<<<<

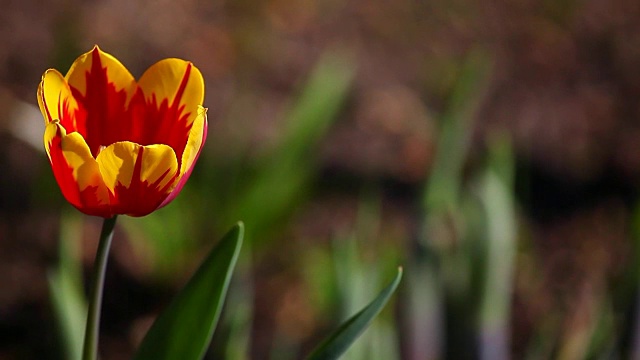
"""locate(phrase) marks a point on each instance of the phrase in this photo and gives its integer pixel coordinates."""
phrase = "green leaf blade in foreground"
(184, 329)
(336, 344)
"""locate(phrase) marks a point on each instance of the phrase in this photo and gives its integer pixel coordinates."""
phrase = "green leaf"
(184, 330)
(336, 344)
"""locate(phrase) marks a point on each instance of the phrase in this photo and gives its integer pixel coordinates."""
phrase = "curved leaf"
(336, 344)
(184, 329)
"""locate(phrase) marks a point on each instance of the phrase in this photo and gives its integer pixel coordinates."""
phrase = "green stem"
(90, 350)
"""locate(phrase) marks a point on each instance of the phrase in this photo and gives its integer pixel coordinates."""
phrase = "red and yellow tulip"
(117, 145)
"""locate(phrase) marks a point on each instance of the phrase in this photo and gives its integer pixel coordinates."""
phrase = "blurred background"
(491, 148)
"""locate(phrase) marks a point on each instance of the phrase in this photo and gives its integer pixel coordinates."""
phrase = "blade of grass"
(65, 285)
(338, 342)
(184, 329)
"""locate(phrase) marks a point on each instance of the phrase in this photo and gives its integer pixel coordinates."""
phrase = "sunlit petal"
(197, 137)
(76, 171)
(138, 177)
(56, 101)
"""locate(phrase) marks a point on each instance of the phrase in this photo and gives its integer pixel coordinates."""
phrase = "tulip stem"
(90, 349)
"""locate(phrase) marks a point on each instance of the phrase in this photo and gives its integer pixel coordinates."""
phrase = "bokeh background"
(491, 148)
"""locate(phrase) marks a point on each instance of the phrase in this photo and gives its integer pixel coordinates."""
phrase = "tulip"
(117, 146)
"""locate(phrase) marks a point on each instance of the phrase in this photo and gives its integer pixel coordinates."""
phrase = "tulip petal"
(139, 177)
(197, 137)
(173, 91)
(76, 171)
(104, 88)
(56, 100)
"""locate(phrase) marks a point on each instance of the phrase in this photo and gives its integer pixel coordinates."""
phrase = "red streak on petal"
(103, 117)
(85, 200)
(168, 124)
(141, 197)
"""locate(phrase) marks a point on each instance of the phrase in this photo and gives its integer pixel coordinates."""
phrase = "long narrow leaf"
(336, 344)
(183, 331)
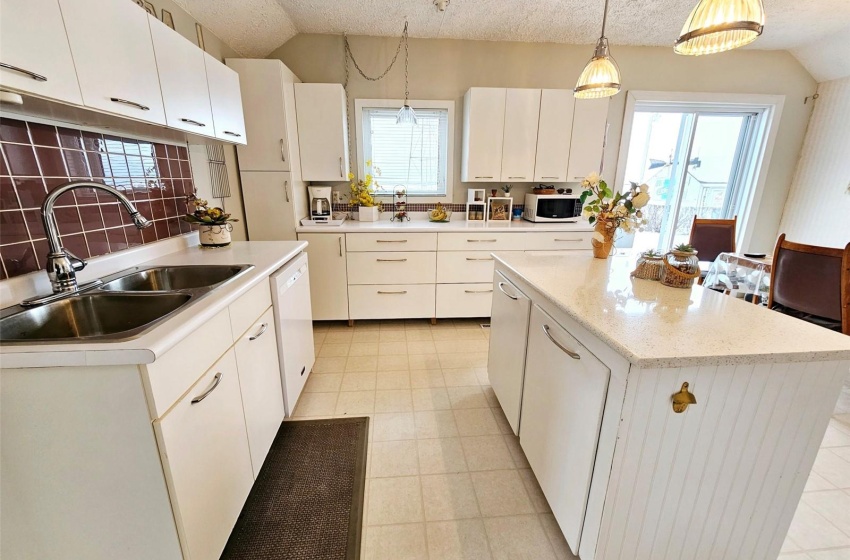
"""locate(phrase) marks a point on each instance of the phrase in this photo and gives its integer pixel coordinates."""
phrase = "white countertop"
(266, 256)
(653, 325)
(461, 225)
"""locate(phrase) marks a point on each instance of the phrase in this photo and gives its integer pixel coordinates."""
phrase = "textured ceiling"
(256, 27)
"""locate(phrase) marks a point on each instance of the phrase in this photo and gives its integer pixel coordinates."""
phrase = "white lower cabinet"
(562, 402)
(206, 460)
(259, 380)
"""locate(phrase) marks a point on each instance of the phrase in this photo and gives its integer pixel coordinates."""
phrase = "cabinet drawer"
(558, 240)
(464, 266)
(482, 241)
(391, 241)
(205, 457)
(245, 310)
(392, 268)
(391, 301)
(464, 300)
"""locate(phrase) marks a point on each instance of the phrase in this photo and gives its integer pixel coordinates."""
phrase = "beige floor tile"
(501, 493)
(316, 404)
(395, 500)
(395, 400)
(516, 537)
(396, 542)
(435, 424)
(466, 397)
(393, 380)
(355, 402)
(464, 539)
(323, 383)
(393, 426)
(426, 378)
(394, 458)
(486, 453)
(440, 456)
(475, 422)
(448, 496)
(430, 399)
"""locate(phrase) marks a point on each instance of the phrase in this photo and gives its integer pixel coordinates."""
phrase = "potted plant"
(214, 224)
(610, 212)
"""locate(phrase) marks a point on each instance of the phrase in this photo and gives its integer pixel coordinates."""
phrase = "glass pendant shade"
(601, 76)
(720, 25)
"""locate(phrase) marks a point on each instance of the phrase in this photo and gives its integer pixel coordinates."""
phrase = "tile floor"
(447, 479)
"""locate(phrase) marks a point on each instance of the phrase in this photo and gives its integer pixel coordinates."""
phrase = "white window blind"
(413, 157)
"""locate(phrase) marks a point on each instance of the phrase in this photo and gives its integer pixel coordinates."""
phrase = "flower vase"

>>>>

**Instruction:** Locate every line in the listing that contains the word "petal" and copy each one in full. Matching is case-sensitive.

**Exercise answer:**
phrase = "sunlit petal"
phrase = "tulip petal"
phrase = "red streak on petal"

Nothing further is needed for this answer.